> [Provided records]
━━━━━━━━━━

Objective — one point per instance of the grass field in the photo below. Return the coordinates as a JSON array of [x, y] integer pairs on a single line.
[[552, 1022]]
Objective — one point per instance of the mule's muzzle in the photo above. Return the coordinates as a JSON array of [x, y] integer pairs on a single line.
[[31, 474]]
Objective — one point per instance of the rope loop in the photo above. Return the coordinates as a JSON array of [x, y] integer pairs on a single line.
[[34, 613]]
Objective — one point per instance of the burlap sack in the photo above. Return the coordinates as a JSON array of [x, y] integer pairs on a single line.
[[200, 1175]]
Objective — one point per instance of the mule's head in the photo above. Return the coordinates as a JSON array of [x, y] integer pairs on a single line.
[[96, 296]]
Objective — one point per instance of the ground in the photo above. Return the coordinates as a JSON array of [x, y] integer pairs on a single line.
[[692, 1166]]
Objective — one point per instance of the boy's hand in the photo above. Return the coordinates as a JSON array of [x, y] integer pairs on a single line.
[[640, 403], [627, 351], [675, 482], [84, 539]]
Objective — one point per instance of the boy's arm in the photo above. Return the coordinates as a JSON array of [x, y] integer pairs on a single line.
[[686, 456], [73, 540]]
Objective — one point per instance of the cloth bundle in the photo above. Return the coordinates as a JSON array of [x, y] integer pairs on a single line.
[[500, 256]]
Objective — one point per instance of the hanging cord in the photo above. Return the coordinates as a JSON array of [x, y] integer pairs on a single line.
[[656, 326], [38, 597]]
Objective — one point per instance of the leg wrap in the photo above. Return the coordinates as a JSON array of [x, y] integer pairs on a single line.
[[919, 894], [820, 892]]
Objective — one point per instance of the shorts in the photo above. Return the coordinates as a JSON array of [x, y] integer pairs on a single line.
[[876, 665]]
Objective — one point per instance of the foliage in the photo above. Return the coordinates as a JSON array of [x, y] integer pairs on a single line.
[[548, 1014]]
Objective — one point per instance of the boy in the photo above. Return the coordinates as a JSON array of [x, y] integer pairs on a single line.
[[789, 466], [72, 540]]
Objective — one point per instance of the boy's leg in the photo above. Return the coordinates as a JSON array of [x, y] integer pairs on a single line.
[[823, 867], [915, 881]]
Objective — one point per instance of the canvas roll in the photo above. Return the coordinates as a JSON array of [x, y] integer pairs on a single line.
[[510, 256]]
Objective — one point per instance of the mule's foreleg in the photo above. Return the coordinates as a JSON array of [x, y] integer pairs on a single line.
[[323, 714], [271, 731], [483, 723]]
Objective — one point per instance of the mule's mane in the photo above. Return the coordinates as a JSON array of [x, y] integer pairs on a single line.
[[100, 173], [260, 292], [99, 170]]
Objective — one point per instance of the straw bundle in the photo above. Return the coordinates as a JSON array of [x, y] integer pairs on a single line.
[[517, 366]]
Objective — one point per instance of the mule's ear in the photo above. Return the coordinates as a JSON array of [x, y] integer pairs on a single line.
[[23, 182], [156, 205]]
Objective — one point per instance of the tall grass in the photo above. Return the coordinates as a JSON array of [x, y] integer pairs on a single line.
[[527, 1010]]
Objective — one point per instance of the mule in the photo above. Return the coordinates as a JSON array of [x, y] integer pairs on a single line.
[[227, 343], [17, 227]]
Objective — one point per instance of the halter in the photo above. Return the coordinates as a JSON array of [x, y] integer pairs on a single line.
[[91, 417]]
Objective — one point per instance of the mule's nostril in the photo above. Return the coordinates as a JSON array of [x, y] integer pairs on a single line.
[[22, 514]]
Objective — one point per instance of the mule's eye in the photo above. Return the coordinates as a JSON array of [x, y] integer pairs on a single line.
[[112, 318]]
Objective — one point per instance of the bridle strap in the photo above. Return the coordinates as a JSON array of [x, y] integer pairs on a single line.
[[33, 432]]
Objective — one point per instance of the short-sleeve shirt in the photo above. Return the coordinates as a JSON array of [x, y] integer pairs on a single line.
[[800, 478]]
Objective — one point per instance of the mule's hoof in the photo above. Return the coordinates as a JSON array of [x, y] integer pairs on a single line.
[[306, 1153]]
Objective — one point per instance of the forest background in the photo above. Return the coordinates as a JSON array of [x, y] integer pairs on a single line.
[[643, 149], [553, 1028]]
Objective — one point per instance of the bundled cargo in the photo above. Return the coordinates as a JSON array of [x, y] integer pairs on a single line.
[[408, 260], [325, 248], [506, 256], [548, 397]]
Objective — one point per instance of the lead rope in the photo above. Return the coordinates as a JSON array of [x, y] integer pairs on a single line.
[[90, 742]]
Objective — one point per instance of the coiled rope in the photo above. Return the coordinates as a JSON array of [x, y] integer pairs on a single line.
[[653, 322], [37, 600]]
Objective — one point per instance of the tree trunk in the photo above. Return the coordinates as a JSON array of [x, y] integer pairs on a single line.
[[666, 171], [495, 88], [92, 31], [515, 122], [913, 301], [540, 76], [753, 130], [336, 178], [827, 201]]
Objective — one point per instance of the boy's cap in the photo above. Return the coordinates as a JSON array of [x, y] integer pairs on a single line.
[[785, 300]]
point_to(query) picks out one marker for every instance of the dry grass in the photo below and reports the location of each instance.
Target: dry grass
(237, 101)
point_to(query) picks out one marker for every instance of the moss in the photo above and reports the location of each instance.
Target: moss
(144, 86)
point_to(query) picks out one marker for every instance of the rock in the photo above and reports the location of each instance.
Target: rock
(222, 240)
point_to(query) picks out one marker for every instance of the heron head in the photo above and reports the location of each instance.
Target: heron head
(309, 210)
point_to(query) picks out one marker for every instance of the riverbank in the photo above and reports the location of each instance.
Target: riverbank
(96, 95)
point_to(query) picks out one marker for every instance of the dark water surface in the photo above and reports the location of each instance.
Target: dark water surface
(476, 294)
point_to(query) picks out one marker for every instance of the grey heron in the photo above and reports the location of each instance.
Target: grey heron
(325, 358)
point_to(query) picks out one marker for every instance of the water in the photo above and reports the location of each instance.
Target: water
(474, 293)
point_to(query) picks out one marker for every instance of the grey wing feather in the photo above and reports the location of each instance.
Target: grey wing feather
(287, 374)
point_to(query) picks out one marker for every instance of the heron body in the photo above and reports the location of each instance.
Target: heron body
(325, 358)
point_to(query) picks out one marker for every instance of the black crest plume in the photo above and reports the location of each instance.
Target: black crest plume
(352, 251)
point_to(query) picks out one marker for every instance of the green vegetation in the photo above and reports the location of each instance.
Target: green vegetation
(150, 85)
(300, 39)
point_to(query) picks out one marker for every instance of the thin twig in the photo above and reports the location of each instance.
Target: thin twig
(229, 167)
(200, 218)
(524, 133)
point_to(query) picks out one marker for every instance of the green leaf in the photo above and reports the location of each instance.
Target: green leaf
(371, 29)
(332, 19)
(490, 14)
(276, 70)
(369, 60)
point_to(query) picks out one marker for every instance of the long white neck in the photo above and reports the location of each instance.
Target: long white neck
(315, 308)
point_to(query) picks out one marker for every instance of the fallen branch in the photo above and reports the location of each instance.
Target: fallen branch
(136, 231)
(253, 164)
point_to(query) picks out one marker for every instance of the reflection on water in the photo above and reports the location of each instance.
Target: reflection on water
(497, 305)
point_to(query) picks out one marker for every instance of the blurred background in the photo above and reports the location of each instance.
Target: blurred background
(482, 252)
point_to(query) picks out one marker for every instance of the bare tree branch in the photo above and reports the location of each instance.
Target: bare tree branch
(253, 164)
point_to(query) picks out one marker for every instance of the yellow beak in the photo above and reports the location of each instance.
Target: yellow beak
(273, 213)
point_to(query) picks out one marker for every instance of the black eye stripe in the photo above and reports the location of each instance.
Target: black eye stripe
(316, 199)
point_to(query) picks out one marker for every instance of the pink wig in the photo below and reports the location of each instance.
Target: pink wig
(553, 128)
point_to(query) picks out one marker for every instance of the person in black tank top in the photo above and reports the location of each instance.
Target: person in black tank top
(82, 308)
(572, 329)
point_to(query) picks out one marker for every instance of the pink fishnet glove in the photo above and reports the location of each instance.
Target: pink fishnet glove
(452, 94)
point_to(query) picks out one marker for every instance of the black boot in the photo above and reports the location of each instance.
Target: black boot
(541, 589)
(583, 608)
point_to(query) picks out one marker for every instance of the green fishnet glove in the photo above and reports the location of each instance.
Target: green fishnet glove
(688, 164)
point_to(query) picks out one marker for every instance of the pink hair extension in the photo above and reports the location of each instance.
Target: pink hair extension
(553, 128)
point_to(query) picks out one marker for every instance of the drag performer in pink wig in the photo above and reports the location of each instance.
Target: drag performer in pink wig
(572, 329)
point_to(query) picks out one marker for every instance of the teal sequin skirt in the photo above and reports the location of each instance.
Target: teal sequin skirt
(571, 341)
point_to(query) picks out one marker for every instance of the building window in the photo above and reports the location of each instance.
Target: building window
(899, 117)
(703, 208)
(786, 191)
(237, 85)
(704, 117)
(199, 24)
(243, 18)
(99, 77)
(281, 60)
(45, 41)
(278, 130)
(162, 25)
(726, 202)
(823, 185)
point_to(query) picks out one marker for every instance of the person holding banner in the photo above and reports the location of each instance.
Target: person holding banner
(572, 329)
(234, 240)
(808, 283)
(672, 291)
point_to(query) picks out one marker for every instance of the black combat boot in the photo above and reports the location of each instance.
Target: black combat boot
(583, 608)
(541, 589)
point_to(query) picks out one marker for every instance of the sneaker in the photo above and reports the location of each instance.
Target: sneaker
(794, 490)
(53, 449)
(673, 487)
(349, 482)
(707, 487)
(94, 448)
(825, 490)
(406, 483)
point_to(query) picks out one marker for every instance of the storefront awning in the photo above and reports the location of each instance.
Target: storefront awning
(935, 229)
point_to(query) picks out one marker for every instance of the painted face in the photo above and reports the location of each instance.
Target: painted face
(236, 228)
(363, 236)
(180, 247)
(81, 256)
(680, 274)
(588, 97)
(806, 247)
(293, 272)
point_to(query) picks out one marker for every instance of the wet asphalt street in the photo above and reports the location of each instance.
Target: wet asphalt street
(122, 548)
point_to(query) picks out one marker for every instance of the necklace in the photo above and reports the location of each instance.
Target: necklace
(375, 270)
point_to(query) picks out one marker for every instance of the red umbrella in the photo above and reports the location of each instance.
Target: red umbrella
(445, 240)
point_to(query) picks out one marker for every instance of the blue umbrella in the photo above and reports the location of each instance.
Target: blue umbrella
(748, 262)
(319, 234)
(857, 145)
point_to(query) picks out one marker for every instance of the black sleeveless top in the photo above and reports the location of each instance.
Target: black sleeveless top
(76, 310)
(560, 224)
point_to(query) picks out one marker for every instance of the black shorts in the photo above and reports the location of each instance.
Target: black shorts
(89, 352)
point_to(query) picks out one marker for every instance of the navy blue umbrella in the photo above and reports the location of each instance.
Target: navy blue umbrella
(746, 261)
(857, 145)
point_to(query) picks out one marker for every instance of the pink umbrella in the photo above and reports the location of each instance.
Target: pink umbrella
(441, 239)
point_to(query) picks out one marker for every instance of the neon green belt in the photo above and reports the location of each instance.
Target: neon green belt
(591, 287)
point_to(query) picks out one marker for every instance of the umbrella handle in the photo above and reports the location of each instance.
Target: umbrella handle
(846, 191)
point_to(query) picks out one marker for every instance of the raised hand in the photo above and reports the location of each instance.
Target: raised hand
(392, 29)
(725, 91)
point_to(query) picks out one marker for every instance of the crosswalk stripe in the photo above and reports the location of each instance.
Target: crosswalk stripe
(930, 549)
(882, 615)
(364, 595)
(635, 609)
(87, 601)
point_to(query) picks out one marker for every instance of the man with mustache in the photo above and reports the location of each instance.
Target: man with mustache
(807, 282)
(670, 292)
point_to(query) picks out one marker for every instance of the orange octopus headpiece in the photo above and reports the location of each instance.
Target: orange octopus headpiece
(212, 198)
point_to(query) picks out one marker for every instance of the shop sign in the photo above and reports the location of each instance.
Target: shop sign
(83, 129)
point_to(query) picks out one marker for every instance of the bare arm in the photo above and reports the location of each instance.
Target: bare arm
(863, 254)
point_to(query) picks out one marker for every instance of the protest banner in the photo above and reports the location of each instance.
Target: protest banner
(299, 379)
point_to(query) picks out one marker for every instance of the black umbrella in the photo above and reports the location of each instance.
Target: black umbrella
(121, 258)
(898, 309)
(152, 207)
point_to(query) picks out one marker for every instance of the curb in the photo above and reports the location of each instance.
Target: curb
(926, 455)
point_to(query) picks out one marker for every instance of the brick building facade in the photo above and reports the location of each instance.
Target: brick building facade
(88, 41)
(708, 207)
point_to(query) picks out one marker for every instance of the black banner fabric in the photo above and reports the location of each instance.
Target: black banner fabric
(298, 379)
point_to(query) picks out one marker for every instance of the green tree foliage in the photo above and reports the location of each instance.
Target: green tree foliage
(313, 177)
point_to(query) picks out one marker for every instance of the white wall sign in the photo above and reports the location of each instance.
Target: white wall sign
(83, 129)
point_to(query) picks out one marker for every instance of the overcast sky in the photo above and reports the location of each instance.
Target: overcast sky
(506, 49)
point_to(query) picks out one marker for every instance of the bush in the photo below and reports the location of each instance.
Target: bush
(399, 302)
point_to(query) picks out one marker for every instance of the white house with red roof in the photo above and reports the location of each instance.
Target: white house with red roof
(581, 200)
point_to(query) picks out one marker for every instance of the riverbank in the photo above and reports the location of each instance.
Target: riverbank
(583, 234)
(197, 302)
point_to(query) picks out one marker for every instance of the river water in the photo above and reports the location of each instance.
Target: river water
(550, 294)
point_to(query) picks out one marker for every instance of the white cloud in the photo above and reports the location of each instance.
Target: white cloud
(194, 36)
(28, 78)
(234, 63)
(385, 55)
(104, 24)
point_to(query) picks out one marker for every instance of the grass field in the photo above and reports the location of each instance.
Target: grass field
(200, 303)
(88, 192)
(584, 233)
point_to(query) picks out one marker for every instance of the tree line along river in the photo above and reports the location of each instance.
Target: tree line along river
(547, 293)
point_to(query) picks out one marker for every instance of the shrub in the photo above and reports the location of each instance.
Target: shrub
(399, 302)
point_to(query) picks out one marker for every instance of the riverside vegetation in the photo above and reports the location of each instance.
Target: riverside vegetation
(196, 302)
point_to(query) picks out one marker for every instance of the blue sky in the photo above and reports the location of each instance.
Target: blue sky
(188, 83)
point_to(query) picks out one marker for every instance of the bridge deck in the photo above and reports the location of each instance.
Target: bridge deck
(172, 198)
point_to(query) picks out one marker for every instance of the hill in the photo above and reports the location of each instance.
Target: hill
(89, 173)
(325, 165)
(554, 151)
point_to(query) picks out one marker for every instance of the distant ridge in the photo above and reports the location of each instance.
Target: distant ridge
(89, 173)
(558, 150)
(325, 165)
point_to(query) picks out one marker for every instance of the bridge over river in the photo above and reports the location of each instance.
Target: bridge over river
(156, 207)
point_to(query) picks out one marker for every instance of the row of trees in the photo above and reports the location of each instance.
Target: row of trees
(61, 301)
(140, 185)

━━━━━━━━━━

> [Problem requirements] In the data above, find the line that contains "Target: river water" and the line that contains "of the distant". Repeat exactly those lines and every line between them, and only those.

> [Exercise response]
Target: river water
(550, 294)
point_to(query) picks out one marker for every instance of the white cloud in the photo above and reports the location of each instance.
Target: white cloud
(194, 36)
(28, 78)
(234, 63)
(385, 55)
(104, 24)
point_to(query) picks out one marker for every instance of the grass field in the photo above and reports the location of each instance.
Target: grass field
(200, 303)
(88, 192)
(584, 233)
point_to(query) picks out one marker for every instance of the tree line along river in the photo above and reports the location of each instance.
Target: tree line along river
(547, 293)
point_to(query) picks out one marker for every instance of the shrub in the photo above and reports the location of each instance.
Target: shrub
(399, 302)
point_to(query) picks out one marker for every instance of the riverside vegetation in the photo above and reports the location of each instance.
Target: riverside vegetation
(196, 302)
point_to(query) picks out one marker for every instance of the blue sky in the photo above and reports the location of each instance.
Target: blue sky
(188, 83)
point_to(query) picks out one marker for every instance of the bridge deck in the photo above and reports the location of each instance.
Target: bridge deck
(172, 198)
point_to(query) picks out one marker for every instance of the hill in the photo above and reports the location of each instance.
Target: hill
(89, 173)
(325, 165)
(554, 151)
point_to(query) picks out one marker for every instance of the distant ridge in the photo above and reports the location of each instance.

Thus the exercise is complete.